Health Insurance System in Indonesia

Nowadays, Indonesia has a mix system. There is social health insurance through PT. ASKES for civil servant and PT. JAMSOSTEK for employee. Tax based system for the poor through JAMKESMAS –National level- and JAMKESDA –Province/ District level- like Medicaid in United States. And there is small share of private health insurance in Indonesia. Even though, Indonesia has prepared a major reform of the health insurance system. Health insurance will be centralized into and called BPJS 1 as an insurance carrier in 2014. It is a big challenge because they have to merge all health insurance exist –except private health insurance-.


Here the figure of population shared of health insurance coverage from 60% total population Indonesia:


Source: SJSN Road map presentation

The advantages of social health insurance which already run by PT. ASKES is a certainty premium by civil servants. And with centralized management, it is more efficient in terms of administration process and not much problems in terms of portability.

There are weaknesses of Social health insurance through PT. ASKES. Most of the problems are in premium issue. Employee’s basic salary is considered quite low. This leads to lace the premium received. Since the calculation of premiums based on basic salary, instead of take home pay. Another problem is, the increasing of basic salaries of civil servants are not always follow the changes in health care costs or services user fee for health and medicine. And there is no regular or determined period of salary increase which led to uncertainty predictions of premium income.

PT JAMSOSTEK as a company to protect the health workforce has been started since 1992. This program is mandatory for all employers who have 10 employees or more, or pay more than 1 million per month (take home pay). The premium regulations are 3% for single and 6% for workers who have been married.

Weakness of this system is the opt out option. These opportunities made company tend to not apply health insurance through JAMSOSTEK or else. In addition, since the companies have an obligation to pay premiums, while not the labor thus led to lack of sense belonging. And more importantly, the complexity of management due to high labor mutations, either because of changing jobs, changing status, addition or subtraction of a family member which requires adequate information system.

# Data for review:
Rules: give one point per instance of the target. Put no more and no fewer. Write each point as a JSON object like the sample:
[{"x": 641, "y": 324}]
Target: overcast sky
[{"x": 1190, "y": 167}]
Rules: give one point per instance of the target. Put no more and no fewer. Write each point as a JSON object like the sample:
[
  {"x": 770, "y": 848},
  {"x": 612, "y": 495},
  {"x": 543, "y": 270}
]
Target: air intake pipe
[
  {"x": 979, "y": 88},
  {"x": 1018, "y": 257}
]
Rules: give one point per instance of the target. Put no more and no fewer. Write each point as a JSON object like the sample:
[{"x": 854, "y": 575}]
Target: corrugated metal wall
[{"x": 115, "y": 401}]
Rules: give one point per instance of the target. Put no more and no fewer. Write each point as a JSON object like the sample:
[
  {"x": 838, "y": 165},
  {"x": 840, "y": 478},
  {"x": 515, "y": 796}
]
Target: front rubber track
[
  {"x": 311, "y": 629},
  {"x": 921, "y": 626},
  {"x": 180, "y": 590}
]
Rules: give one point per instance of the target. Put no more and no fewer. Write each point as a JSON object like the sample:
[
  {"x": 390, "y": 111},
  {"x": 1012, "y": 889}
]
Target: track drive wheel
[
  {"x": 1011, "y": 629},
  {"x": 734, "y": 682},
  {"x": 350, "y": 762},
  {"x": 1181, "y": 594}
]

* * *

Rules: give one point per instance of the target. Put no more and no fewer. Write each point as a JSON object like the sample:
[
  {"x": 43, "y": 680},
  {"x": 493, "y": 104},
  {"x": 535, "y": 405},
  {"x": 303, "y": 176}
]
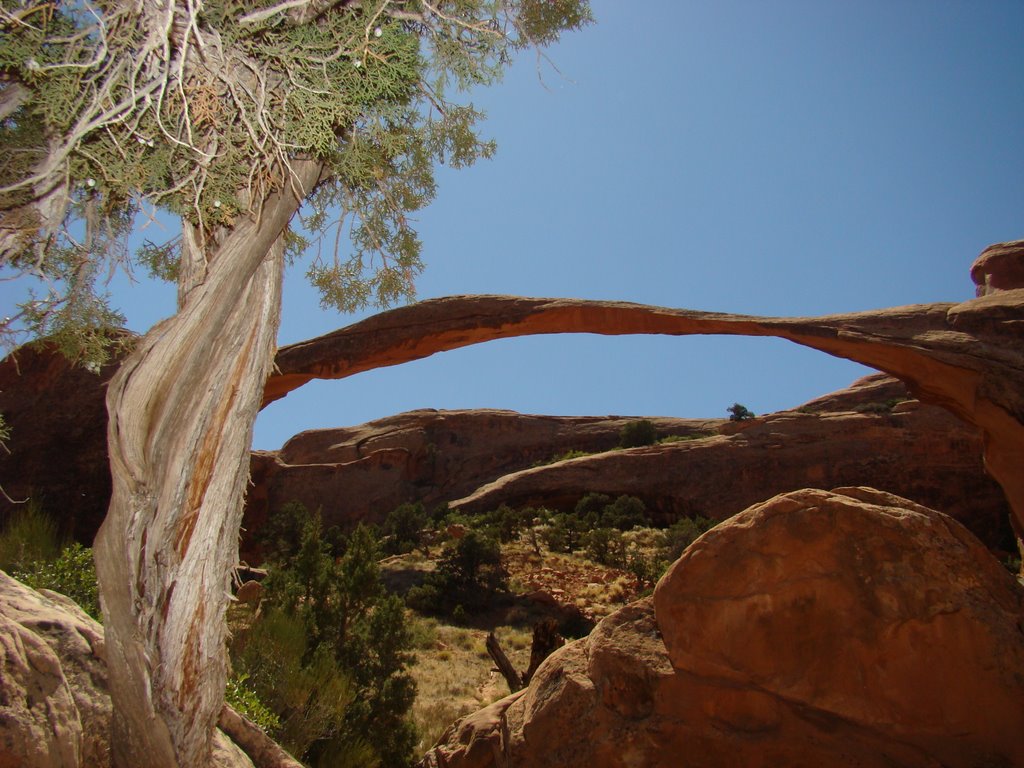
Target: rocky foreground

* * *

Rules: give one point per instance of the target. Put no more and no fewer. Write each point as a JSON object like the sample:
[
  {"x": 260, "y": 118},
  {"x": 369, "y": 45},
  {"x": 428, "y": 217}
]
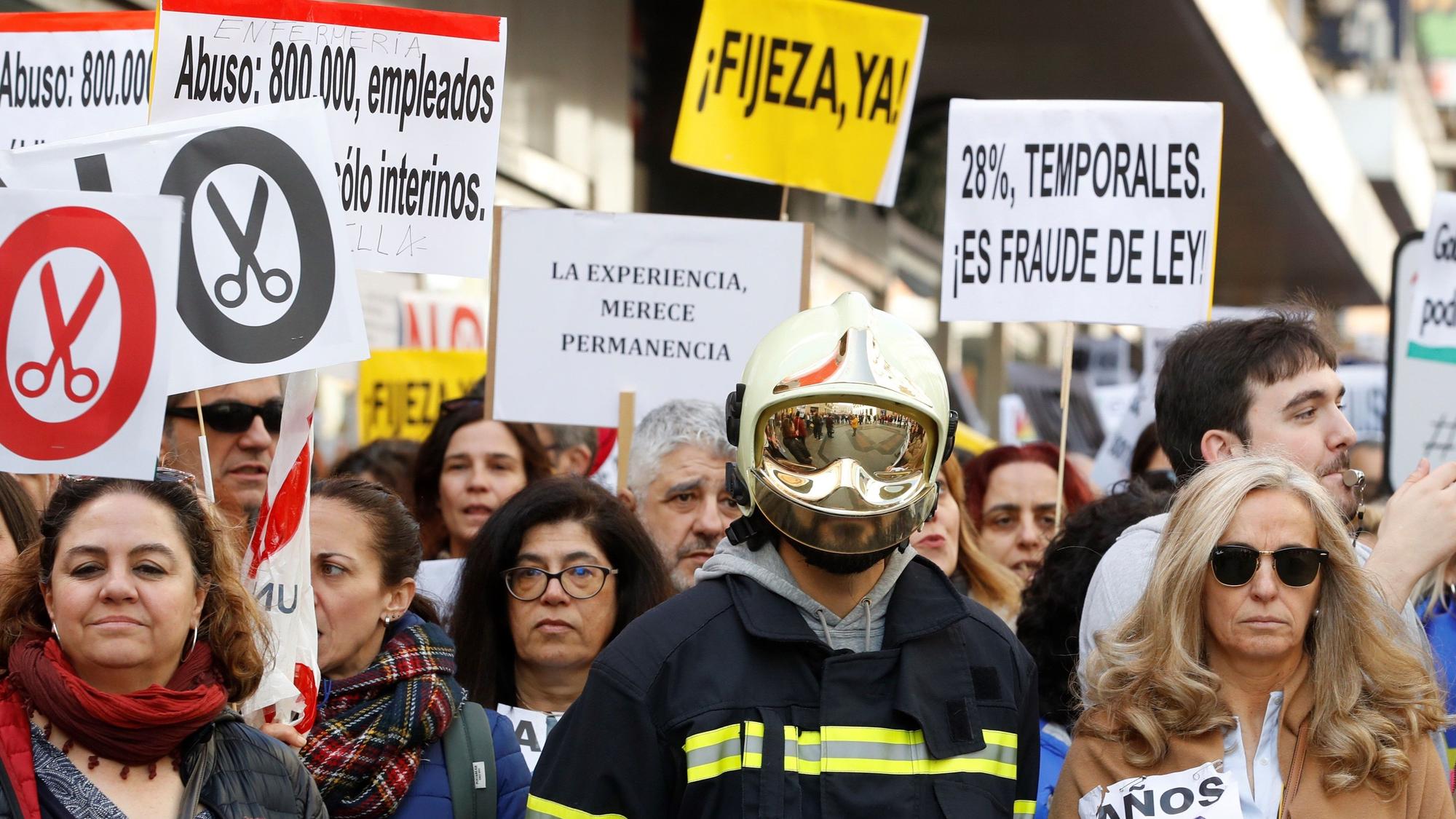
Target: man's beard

# What this task involves:
Please rewrite the stretch from "Nowadays, Indonesia has" through "private health insurance-." in the text on Indonesia's health insurance system, renaming "BPJS 1" to "BPJS Kesehatan". The items are separate material with no connection to the text on Indonesia's health insurance system.

# Response to the exercise:
Nowadays, Indonesia has a mix system. There is social health insurance through PT. ASKES for civil servant and PT. JAMSOSTEK for employee. Tax based system for the poor through JAMKESMAS –National level- and JAMKESDA –Province/ District level- like Medicaid in United States. And there is small share of private health insurance in Indonesia. Even though, Indonesia has prepared a major reform of the health insurance system. Health insurance will be centralized into and called BPJS Kesehatan as an insurance carrier in 2014. It is a big challenge because they have to merge all health insurance exist –except private health insurance-.